(Records excerpted from a collection)
• • •
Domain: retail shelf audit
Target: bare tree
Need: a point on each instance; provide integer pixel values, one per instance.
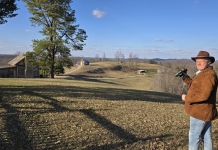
(103, 56)
(97, 57)
(119, 56)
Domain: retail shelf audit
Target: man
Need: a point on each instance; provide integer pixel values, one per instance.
(200, 101)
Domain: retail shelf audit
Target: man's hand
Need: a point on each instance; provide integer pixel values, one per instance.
(183, 97)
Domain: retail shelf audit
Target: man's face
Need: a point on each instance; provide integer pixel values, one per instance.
(201, 63)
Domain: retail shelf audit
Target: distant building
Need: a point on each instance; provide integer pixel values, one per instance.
(82, 62)
(17, 68)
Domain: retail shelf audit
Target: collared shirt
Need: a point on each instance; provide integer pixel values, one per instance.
(198, 72)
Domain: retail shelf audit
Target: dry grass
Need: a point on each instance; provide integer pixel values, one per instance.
(91, 113)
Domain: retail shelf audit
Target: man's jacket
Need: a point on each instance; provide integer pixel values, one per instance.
(200, 101)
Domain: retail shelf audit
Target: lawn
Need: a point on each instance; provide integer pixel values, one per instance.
(91, 114)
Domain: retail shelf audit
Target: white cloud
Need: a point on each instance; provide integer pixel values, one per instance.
(29, 30)
(98, 14)
(160, 40)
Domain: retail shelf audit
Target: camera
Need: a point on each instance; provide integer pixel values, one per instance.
(181, 72)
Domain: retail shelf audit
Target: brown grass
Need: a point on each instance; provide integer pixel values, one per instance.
(91, 113)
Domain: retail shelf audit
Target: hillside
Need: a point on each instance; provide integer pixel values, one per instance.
(111, 71)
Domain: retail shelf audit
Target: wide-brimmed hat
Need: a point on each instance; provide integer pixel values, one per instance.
(204, 55)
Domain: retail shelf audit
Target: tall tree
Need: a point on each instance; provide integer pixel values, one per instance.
(7, 9)
(58, 26)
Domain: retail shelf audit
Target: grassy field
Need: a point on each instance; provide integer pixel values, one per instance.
(114, 111)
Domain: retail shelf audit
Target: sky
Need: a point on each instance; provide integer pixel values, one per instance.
(164, 29)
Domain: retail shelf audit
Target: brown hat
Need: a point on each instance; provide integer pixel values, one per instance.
(204, 55)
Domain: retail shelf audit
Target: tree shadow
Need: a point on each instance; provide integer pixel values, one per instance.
(100, 93)
(17, 129)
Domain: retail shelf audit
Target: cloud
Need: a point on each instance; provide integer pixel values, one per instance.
(29, 30)
(98, 14)
(160, 40)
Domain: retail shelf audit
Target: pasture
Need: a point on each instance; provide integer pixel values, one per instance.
(112, 110)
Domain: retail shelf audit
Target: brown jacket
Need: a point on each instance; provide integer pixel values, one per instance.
(200, 101)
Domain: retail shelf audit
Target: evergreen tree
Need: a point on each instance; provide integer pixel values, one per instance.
(7, 8)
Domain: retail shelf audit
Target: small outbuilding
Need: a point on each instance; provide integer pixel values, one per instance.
(141, 72)
(17, 68)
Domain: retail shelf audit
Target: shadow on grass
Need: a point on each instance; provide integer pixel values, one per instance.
(90, 78)
(96, 93)
(16, 130)
(127, 137)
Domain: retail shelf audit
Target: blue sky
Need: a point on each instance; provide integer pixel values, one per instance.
(148, 28)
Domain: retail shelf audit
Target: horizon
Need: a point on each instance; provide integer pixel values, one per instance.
(169, 30)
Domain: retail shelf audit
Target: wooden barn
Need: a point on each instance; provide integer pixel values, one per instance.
(17, 68)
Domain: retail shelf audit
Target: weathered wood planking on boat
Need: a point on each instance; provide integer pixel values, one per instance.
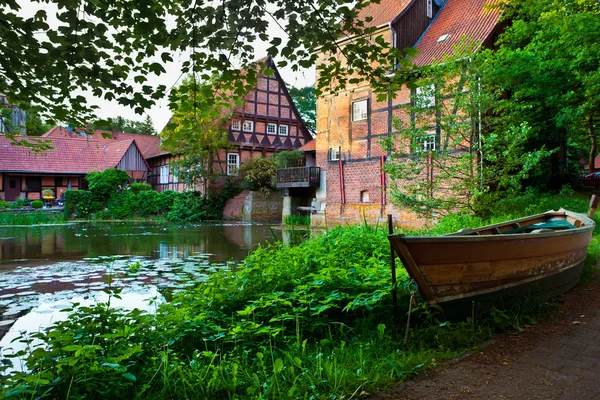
(503, 260)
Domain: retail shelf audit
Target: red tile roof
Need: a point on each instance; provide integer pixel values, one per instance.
(149, 145)
(458, 19)
(309, 146)
(69, 156)
(384, 12)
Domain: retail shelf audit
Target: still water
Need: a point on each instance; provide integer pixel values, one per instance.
(43, 269)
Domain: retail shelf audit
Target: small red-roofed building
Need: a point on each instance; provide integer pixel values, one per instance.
(351, 124)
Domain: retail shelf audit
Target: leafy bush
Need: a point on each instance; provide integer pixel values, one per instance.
(106, 183)
(137, 187)
(289, 159)
(166, 200)
(80, 204)
(259, 173)
(121, 205)
(147, 203)
(188, 207)
(20, 203)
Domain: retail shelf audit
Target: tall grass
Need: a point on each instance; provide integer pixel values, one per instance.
(310, 321)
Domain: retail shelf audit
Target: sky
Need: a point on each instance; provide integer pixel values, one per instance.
(160, 112)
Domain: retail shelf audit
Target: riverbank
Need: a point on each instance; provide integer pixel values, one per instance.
(314, 320)
(555, 359)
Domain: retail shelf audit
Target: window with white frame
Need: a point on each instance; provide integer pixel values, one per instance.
(334, 153)
(248, 126)
(233, 163)
(426, 143)
(163, 174)
(425, 96)
(359, 110)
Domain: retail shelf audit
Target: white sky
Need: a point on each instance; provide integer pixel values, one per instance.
(160, 113)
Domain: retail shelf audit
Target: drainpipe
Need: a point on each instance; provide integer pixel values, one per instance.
(382, 173)
(342, 186)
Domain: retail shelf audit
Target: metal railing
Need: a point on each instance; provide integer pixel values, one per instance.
(302, 175)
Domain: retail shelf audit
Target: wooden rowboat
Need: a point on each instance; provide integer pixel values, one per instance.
(541, 254)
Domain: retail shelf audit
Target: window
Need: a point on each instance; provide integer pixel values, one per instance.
(359, 110)
(34, 183)
(334, 153)
(163, 174)
(426, 143)
(425, 96)
(364, 196)
(248, 126)
(233, 163)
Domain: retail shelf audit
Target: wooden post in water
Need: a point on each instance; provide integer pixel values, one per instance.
(593, 205)
(393, 265)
• • •
**Problem requirements**.
Leave the pictures out and output the rest of the listing exactly.

**Task answer**.
Domain: retail shelf audit
Target: bare tree
Need: a point on each instance; provide integer pixel values, one per instance.
(103, 56)
(97, 57)
(119, 56)
Domain: retail shelf audit
Target: man
Need: a point on each instance; provide integer pixel values, one per instance.
(200, 101)
Domain: retail shelf audit
Target: man's hand
Need: a point on each instance; provide integer pixel values, one per instance.
(183, 97)
Domain: retail shelf audit
Target: man's face
Need: a point on each instance; provide integer pixel values, one per instance.
(201, 63)
Domain: retail shelf audit
Target: distant building
Need: a point on each instance; provide integer pixel values, one per instance.
(82, 62)
(17, 68)
Domain: retail shelf audit
Target: collared shirt
Need: a point on each instance; provide integer pixel values, one per instance.
(198, 72)
Domain: retail shelf audit
Target: dry grass
Need: a point on each instance; provide integer pixel values, one per instance.
(91, 113)
Domain: retail shelf audit
Target: man's jacket
Need: a point on each instance; provide integer pixel values, one per instance.
(200, 101)
Domain: retail shelf audit
Target: lawn
Need: a point on each instance; provide integer pixel values, one per instance.
(91, 114)
Domain: retail shelf audit
Target: white cloud
Need: a point on each instance; provide integer pixel values, one per instance.
(29, 30)
(98, 14)
(160, 40)
Domain: retail shelf audit
Target: camera
Need: a point on each instance; provide integer pixel values, one per instance.
(181, 72)
Domain: retail shelf audit
Target: brown grass
Need: a point on each instance; provide integer pixel values, one per instance.
(91, 113)
Domain: retail shelf audit
Target: hillside
Need: a point on each instance; provide integer pixel values, one per instance.
(111, 71)
Domain: retail shelf audit
Target: wide-brimmed hat
Need: a point on each instance; provide integer pixel values, one per instance.
(204, 55)
Domain: retail shelf audit
Target: tall tree
Need: a point on each instance; provide integer pixel values, one per instance.
(7, 9)
(58, 26)
Domain: retail shelf audit
Target: grassy field
Need: a point on each instance; provide integer pixel values, one per instance.
(114, 111)
Domain: retail shelf audit
Target: sky
Need: a point on each instance; provide integer pixel values, one per instance.
(164, 29)
Domain: retail shelf audit
Target: brown hat
Need: a point on each instance; provide integer pixel values, one per instance.
(204, 55)
Domain: retail shelf audit
Target: tree shadow
Need: a point on each instance; provide integer pixel values, one per instance.
(100, 93)
(17, 129)
Domain: retail shelf audit
Target: cloud
Need: a point on each instance; provide integer pixel values, one per instance.
(29, 30)
(98, 14)
(160, 40)
Domain: retail shelf audit
Target: pasture
Need: a point on each instance; provide integer pixel values, one per instance.
(112, 110)
Domain: retail shelf audit
Target: brown jacket
Need: a point on each instance; provide integer pixel values, one per instance.
(200, 101)
Domain: retail shelf audit
Target: evergreen tree
Need: a point on each instance; provide integer pixel values, one per instance.
(7, 8)
Domain: retail shelf audit
Target: small outbuilding
Need: a point on each instance; provide integer pixel values, one per instance.
(141, 72)
(17, 68)
Domain: retail shelf audit
Target: shadow on grass
Need: a point on each instance; provide integer pixel values, one per instance.
(90, 78)
(96, 93)
(16, 130)
(127, 137)
Domain: retail shelf audit
Target: blue sky
Need: a point on each instance; provide integer pixel values, one per instance.
(148, 28)
Domain: retail shelf audit
Target: horizon
Need: a point on each instance; provide integer pixel values, one per instance.
(169, 30)
Domain: retail shelf audit
Target: wooden barn
Need: a point on each instance; provide integer pixel values, one per instance.
(17, 68)
Domain: retail shelf audit
Target: weathered wood planking on boat
Need: a point on each instance; provide integer pixel values, one per instance.
(503, 260)
Domain: retail shelf audit
Target: red tile roof
Need: a point on each instance; provide integer pixel values, one per instance.
(149, 145)
(458, 19)
(309, 146)
(69, 156)
(384, 12)
Domain: retail shelf audit
Target: still water
Need: a point on each instance; provide integer pixel values, one per instance.
(43, 269)
Domain: retail shelf audit
Target: small red-roofed building
Need: a point on each instance; provide integer pixel values, one per instance.
(351, 124)
Domain: retail shelf audit
Target: leafy bush
Need: a point on each instance; provide integer pixel values, one per instance.
(106, 183)
(137, 187)
(289, 159)
(166, 200)
(80, 204)
(259, 173)
(121, 205)
(147, 203)
(188, 207)
(20, 203)
Domain: retail shelf audit
Target: tall grass
Need: a point on each instance; provide integer pixel values, one per instance.
(310, 321)
Domain: retail shelf audit
Target: sky
Need: a point on each instance; provide integer pixel values, one per instance.
(160, 112)
Domain: retail shelf audit
Target: riverbank
Need: a point on each instance; provide integer pixel values, one per instance.
(314, 320)
(555, 359)
Domain: retail shelf audit
Target: window with white frame
Need: a point on each instance; provide integer pixel values, one per instance.
(334, 153)
(248, 126)
(233, 163)
(426, 143)
(163, 174)
(425, 96)
(359, 110)
Domain: retail shelf audit
Target: white sky
Need: a point on each instance; provide integer pixel values, one per instance.
(160, 113)
Domain: retail shelf audit
Target: drainpipe
Need: a point on each instance; provide integer pixel values, one per instance.
(382, 173)
(342, 186)
Domain: retail shelf audit
Target: metal railing
Need: a point on each instance; provide integer pixel values, one per instance.
(302, 175)
Domain: retail shelf audit
Target: wooden rowboat
Need: a point on each instance; provide integer pixel values, one per instance.
(541, 254)
Domain: retail shelf audit
Target: window
Need: a point on each instance; provide integer pixel values, one per instance.
(359, 110)
(34, 183)
(334, 153)
(163, 174)
(426, 143)
(425, 96)
(364, 196)
(248, 126)
(233, 163)
Domain: retail shelf audit
Target: wooden post in water
Need: a point on each instance; provide integer pixel values, one per instance.
(593, 205)
(393, 265)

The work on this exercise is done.